▸ Extract to read
-----

In 1543,Tartaglia also produced a seventy-one page edition of the Latin translation of the works of Archimedes by William of Moerbeke ( between 1215 & 1235–c. 1286), Opera Archimedis Syracusani philosophi et mathematici ingeniosissimi containing Archimedes’ works on the parabola, the circle, centres of gravity, and floating bodies. In 1551, he published an Italian translation of parts of the Archimedes text, part of Book I of De insidentibus aquae. His active interest in Archimedes would have an influence on his one time pupil Giambattista Benedetti (1530­–1590), as we will see in a later episode. 

Tartaglia’ contribution to the laws of motion were not made in what we would recognise as a work of physics but in what was the first ever mathematical treatise on gunnery or ballistics, which of course is the study of projectile motion. The earliest known mention of gunpowder in European literature is by Roger Bacon in his Opus Major in 1267. Depiction of guns begin to appear in the early fourteenth century. The use of cannons in warfare, particularly during sieges, developed over the fourteenth and fifteenth century. The invention of the gun carriage at the end of the fifteenth century saw the introduction of field artillery and the need for a science of gunnery or ballistics. A need that Tartaglia became the first to fulfil.

-----

Object point labels
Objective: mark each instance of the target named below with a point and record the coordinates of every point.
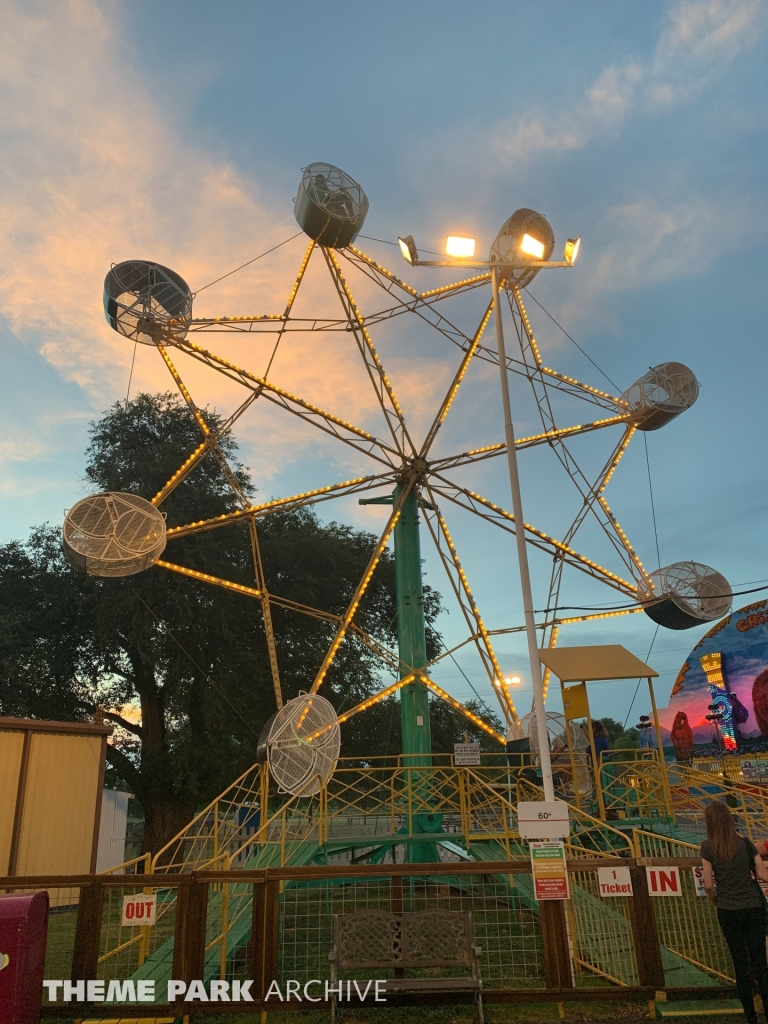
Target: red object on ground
(24, 931)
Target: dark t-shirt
(736, 887)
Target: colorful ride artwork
(720, 695)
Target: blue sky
(177, 131)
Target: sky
(176, 132)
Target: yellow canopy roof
(572, 665)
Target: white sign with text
(139, 909)
(543, 819)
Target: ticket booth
(576, 667)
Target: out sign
(664, 881)
(139, 909)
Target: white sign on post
(466, 754)
(543, 819)
(139, 909)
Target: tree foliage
(193, 656)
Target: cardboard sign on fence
(614, 881)
(466, 754)
(139, 909)
(664, 881)
(550, 871)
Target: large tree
(193, 656)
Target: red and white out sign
(139, 909)
(664, 881)
(614, 881)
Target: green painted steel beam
(411, 632)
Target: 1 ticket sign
(139, 909)
(550, 870)
(543, 819)
(614, 882)
(466, 755)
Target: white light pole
(460, 247)
(522, 553)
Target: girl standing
(734, 864)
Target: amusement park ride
(117, 535)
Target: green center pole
(412, 642)
(417, 742)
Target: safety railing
(634, 784)
(279, 928)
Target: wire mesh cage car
(526, 237)
(663, 393)
(301, 743)
(330, 207)
(114, 535)
(685, 594)
(146, 302)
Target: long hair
(721, 829)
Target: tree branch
(124, 723)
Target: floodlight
(531, 247)
(459, 246)
(570, 251)
(525, 237)
(408, 248)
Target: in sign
(664, 881)
(698, 881)
(139, 909)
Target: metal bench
(377, 939)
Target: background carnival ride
(419, 807)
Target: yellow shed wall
(60, 805)
(11, 745)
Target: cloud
(93, 174)
(699, 38)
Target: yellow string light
(225, 517)
(205, 578)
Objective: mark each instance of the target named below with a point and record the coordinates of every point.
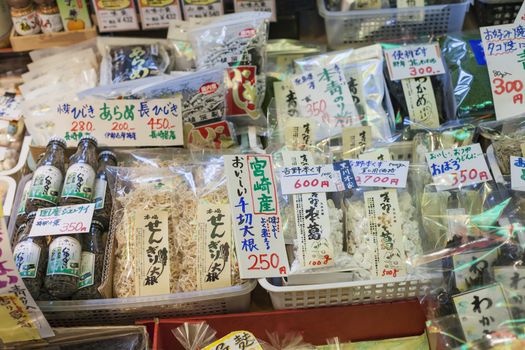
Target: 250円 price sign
(122, 123)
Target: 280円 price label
(457, 167)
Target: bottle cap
(59, 140)
(89, 138)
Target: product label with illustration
(64, 257)
(80, 181)
(87, 270)
(100, 193)
(27, 255)
(46, 184)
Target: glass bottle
(63, 266)
(48, 176)
(30, 255)
(92, 262)
(79, 184)
(103, 202)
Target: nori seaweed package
(463, 54)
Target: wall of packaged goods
(165, 163)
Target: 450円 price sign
(122, 123)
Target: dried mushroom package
(363, 71)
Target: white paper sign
(68, 219)
(482, 311)
(378, 173)
(334, 177)
(457, 167)
(504, 48)
(257, 229)
(411, 61)
(323, 94)
(122, 123)
(517, 173)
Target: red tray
(349, 323)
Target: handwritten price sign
(122, 123)
(69, 219)
(454, 168)
(412, 61)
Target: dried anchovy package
(131, 62)
(363, 70)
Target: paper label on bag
(202, 8)
(158, 13)
(122, 123)
(152, 250)
(376, 154)
(312, 223)
(256, 5)
(378, 173)
(116, 15)
(504, 48)
(334, 177)
(458, 167)
(421, 102)
(259, 241)
(384, 225)
(470, 267)
(214, 244)
(356, 140)
(412, 61)
(67, 219)
(482, 311)
(323, 94)
(517, 173)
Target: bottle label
(25, 194)
(80, 181)
(100, 193)
(87, 270)
(46, 184)
(50, 23)
(27, 256)
(64, 257)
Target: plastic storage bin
(128, 310)
(348, 27)
(344, 293)
(494, 12)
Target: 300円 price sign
(122, 123)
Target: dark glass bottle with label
(48, 177)
(92, 262)
(103, 201)
(63, 266)
(79, 183)
(30, 255)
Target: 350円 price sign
(122, 123)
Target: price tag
(482, 311)
(412, 61)
(158, 13)
(336, 177)
(504, 48)
(259, 241)
(202, 8)
(116, 15)
(324, 94)
(12, 284)
(68, 219)
(517, 173)
(122, 123)
(378, 173)
(256, 5)
(457, 167)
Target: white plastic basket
(348, 27)
(127, 310)
(344, 293)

-----

▸ Tasks to complete
#1 In the passage on Tartaglia, who made the earliest known mention of gunpowder in European literature?
#2 Please reproduce the passage on Tartaglia from "In 1543,Tartaglia also" to "a later episode.".
#3 Carry on the passage on Tartaglia past its final sentence.
The items are separate from the passage on Tartaglia.

▸ Answer set
#1 Roger Bacon, in his Opus Major in 1267.

#2
In 1543,Tartaglia also produced a seventy-one page edition of the Latin translation of the works of Archimedes by William of Moerbeke ( between 1215 & 1235–c. 1286), Opera Archimedis Syracusani philosophi et mathematici ingeniosissimi containing Archimedes’ works on the parabola, the circle, centres of gravity, and floating bodies. In 1551, he published an Italian translation of parts of the Archimedes text, part of Book I of De insidentibus aquae. His active interest in Archimedes would have an influence on his one time pupil Giambattista Benedetti (1530­–1590), as we will see in a later episode.

#3
Tartaglia’s first published book Nova Scientia (Venice,1537), a tome on ballistics, was in the words of historian Matteo Valleriani:

In 1537, a mathematician from Brescia, Nicolò Tartaglia (1500–1557) published a work entitled Nova scientia. It is this work that established the modern science of ballistics, as characterized by the search for a mathematical understanding of the trajectory of projectiles. Tartaglia’s intentions were to create a science based on axioms and more geometrico, fundamental to the entire subject of mechanics, starting from a limited number of principles and arriving at a series of propositions through a process of rigid deduction. The methodological model Tartaglia intended to follow was the one he was able to extrapolate from works like Euclid’s Elements.

[…]

However, from a wider perspective, more specifically from the perspective of the entire history of the development of mechanics during the Renaissance, Tartaglia’s most important achievement is having demonstrated in 1537 that an exact science of ballistics was possible, based on the application of mathematical and geometrical methods. Challenged by the knowledge and experience of the bombardier, Tartaglia made an enormous contribution to the field of mathematical physics.[1]

Nova Scientia frontispice

The book was very successful and very widely read. There was a second edition published in 1550 with reprints in 1551 and 1558. Further reprints were made in 1562, 1583, and 1606. There were translations into French and English. 

Tartaglia wrote a second more widely ranging book including the topic of artillery his Quesiti et Inventioni Diversi published in 1554.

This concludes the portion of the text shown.